:: Record excerpts ::
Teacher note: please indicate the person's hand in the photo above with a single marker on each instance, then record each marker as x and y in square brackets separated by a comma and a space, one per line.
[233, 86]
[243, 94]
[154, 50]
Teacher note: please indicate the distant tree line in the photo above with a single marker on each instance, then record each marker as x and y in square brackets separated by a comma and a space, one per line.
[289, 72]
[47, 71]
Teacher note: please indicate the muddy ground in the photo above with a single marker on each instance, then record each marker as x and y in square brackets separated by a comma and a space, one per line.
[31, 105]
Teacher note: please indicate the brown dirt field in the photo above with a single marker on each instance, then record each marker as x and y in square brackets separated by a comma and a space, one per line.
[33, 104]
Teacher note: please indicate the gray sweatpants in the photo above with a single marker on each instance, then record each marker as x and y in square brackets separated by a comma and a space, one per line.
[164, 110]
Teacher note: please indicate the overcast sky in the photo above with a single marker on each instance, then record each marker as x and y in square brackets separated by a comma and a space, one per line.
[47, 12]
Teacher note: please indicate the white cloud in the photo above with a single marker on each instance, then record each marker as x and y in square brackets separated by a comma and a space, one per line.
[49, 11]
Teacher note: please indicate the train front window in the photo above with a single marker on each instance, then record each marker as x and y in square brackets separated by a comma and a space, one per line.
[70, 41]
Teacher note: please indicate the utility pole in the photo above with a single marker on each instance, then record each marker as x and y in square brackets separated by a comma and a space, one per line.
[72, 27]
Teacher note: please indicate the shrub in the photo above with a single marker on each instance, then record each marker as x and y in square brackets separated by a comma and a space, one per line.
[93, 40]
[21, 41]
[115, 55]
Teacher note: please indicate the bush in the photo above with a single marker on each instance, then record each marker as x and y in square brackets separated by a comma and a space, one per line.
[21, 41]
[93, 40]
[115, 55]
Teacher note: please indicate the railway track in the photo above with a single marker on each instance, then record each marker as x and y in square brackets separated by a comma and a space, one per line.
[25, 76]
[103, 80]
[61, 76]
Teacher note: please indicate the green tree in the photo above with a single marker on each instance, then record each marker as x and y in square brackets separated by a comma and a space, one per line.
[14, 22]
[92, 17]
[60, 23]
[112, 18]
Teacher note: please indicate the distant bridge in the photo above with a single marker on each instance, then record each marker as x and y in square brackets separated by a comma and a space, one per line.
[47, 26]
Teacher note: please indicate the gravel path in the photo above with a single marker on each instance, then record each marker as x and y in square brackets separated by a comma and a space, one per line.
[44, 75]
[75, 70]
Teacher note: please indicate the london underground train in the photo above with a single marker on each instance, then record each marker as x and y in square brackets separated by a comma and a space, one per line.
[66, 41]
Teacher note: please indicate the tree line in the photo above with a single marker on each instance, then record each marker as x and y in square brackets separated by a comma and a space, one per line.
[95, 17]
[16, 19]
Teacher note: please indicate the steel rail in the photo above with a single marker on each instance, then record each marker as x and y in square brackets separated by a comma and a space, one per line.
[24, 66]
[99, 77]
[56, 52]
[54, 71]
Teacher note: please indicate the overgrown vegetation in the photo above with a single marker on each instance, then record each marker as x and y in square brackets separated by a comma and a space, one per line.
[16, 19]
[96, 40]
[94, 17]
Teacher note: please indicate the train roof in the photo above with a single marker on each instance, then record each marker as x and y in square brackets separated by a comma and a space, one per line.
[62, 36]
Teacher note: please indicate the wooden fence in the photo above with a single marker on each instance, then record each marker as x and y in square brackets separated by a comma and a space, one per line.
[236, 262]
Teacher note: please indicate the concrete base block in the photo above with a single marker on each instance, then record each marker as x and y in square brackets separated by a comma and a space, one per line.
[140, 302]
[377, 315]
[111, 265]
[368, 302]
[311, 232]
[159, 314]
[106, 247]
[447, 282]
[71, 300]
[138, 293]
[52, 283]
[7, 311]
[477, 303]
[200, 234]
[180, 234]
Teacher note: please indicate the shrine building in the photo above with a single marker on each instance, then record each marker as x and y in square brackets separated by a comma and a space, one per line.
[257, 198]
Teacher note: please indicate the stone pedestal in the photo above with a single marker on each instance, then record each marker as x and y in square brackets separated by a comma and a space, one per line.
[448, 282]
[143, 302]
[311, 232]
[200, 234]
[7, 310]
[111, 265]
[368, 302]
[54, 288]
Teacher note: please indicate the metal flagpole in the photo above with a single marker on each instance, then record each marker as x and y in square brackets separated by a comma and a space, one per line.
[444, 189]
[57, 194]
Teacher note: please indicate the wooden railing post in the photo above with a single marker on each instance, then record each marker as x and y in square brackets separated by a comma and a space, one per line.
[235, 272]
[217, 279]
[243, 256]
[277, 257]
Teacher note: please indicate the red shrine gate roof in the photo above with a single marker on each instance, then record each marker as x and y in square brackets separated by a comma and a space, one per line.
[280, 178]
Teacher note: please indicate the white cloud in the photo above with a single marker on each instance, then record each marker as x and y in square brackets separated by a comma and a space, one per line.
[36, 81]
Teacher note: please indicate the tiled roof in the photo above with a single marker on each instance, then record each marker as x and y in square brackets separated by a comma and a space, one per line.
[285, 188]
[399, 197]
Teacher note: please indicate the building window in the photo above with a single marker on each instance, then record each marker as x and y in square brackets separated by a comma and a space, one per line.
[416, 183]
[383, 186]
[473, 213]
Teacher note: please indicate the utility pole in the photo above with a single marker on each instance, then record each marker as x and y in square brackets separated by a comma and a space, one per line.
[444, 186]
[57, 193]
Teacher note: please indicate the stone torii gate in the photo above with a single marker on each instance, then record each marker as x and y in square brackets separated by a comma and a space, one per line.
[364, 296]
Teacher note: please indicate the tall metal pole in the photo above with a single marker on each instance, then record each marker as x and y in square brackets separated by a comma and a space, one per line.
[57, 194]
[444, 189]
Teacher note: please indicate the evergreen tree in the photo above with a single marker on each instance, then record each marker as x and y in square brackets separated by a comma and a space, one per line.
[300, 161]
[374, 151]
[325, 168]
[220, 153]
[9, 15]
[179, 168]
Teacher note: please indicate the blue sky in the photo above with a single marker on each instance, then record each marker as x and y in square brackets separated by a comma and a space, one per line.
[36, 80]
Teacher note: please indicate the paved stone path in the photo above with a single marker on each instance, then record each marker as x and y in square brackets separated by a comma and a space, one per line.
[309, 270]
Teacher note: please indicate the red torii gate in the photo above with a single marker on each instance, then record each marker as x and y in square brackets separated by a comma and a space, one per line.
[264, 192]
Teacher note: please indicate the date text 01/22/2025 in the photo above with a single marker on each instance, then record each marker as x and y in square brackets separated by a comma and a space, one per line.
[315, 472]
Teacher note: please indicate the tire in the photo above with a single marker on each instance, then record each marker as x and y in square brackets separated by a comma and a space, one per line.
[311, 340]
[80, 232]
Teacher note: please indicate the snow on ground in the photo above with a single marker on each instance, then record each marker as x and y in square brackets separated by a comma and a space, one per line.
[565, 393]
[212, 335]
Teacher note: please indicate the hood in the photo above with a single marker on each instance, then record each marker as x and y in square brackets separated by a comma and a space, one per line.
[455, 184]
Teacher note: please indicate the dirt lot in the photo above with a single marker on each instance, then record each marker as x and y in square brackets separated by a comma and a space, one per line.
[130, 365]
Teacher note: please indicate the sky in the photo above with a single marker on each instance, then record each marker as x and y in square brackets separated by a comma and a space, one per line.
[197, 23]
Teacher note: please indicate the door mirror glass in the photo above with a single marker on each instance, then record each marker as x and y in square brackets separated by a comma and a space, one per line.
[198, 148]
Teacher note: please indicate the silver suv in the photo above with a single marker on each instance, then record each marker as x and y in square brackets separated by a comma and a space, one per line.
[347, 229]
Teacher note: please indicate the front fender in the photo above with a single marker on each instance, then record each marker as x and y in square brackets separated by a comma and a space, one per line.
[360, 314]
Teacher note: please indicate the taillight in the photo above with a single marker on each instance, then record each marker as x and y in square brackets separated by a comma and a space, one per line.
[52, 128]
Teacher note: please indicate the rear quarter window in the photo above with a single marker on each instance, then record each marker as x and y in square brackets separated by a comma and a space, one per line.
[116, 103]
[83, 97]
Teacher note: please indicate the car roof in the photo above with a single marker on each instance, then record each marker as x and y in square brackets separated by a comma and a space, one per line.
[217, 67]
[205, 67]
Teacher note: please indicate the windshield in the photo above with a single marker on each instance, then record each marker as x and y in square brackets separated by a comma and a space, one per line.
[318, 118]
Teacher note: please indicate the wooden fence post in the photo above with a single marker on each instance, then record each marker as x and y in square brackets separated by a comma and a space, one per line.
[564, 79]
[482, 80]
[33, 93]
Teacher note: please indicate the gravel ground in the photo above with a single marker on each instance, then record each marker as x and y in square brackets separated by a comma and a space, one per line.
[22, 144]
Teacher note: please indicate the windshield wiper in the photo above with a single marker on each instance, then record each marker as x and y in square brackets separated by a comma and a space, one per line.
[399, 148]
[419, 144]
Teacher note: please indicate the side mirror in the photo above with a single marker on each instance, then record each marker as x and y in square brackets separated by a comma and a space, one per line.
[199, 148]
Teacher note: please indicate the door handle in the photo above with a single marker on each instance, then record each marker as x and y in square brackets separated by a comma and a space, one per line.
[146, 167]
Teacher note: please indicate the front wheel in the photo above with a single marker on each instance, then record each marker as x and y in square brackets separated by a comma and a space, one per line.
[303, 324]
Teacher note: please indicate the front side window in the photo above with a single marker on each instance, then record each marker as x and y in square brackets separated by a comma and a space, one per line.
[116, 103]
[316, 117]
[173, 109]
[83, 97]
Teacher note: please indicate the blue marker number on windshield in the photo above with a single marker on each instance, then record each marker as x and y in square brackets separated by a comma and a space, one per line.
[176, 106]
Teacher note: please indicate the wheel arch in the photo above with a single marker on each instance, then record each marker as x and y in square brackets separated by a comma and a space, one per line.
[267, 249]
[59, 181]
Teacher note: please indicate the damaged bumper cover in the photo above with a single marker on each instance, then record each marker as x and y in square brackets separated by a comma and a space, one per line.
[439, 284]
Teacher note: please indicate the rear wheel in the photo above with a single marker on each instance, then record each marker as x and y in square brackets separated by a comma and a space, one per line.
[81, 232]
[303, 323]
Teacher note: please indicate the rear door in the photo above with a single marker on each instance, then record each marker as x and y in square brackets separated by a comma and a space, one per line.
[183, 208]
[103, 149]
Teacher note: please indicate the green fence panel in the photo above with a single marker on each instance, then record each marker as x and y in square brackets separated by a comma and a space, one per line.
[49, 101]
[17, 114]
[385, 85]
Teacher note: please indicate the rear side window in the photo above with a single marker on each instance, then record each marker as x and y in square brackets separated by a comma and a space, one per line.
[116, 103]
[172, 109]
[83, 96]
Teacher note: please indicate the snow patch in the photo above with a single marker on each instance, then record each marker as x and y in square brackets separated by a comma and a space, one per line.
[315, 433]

:: Written request ::
The lines to quote run from the one containing "Teacher note: please indicate the damaged" through the final line of the material above; please give them exactly, both ends included, and nothing else.

:: Solution for this exercise ::
Teacher note: please indicate the damaged bumper cover in the photo above with a single marker on each instance, then record each marker as x and y in square brackets separated by a comma and a space, one per line.
[439, 284]
Teacher note: please indicate the rear wheel in the photo above with a single marker on each instance, then record each marker as x and y in square brackets separated by a comma and a space, one per line.
[81, 232]
[303, 323]
Teacher note: please indicate the rear door in the photo above with a single marker on each instance, then record each marker as x and y in square brackets separated by a comma and a space, one per line.
[183, 208]
[103, 149]
Teacher note: please indicate the green fence panel in the photo above with a single marker on each instance, then record each marker as x and y in square brackets separated by a comma and a space, one per line.
[49, 101]
[17, 114]
[385, 85]
Teacher note: please indicate the rear side window in the photo above with a single marker on each instance, then record each marker as x and y in square brackets separated by a comma and a space, one per line.
[116, 103]
[172, 109]
[83, 96]
Teacher note: please indicate the snow patch in the photo above with a single marker on each instance, then record each marker as x and y in square brackets separated by a comma and a space, one per line.
[315, 433]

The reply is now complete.